======== Exercise data
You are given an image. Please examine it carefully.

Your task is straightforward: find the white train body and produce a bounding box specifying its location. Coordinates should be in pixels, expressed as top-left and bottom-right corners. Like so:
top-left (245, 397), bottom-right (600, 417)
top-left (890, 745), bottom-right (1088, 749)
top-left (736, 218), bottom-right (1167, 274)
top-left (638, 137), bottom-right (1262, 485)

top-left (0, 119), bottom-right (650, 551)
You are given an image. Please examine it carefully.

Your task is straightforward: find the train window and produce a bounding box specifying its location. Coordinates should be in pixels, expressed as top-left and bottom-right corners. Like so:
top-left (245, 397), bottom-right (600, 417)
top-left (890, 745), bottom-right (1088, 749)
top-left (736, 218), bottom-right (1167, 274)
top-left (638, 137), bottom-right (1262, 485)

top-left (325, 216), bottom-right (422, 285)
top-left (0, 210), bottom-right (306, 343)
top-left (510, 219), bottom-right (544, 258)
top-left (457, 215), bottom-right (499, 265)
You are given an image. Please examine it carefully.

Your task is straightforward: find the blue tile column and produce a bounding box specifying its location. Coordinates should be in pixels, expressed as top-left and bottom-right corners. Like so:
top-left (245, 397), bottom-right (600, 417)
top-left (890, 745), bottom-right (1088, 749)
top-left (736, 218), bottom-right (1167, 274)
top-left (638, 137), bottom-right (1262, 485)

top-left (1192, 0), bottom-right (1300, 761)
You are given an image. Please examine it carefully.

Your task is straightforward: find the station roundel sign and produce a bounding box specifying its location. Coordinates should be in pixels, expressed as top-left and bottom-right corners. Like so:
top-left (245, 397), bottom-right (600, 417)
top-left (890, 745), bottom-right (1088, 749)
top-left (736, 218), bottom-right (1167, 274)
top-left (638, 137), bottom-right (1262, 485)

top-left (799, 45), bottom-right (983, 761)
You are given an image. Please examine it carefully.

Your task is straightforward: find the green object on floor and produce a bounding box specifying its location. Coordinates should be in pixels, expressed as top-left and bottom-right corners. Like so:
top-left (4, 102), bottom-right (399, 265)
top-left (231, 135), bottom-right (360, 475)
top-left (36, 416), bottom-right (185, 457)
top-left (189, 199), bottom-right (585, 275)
================
Report every line above that has the string "straightforward" in it.

Your task is straightforward: find the white train body and produce a bounding box specifying its location. Coordinates should be in pixels, expressed as top-left and bottom-right corners. Like so:
Your task is straightforward: find the train window and produce a bounding box specifying its location. Coordinates should be in pixels, expressed as top-left and bottom-right corners. Like so:
Your task is straightforward: find the blue tile column and produce a bounding box specifying its location. Coordinates should be in pixels, expressed as top-left and bottom-right corners. Like so:
Your task is straightforward: find the station roundel sign and produce a bounding box specifying its location. Coordinates should be in pixels, expressed as top-left and bottom-right corners. Like so:
Your task is straightforward: find the green object on floor and produce a bounding box specifying its location. Coordinates should be in pixels, expressed as top-left and bottom-right corners. Like so:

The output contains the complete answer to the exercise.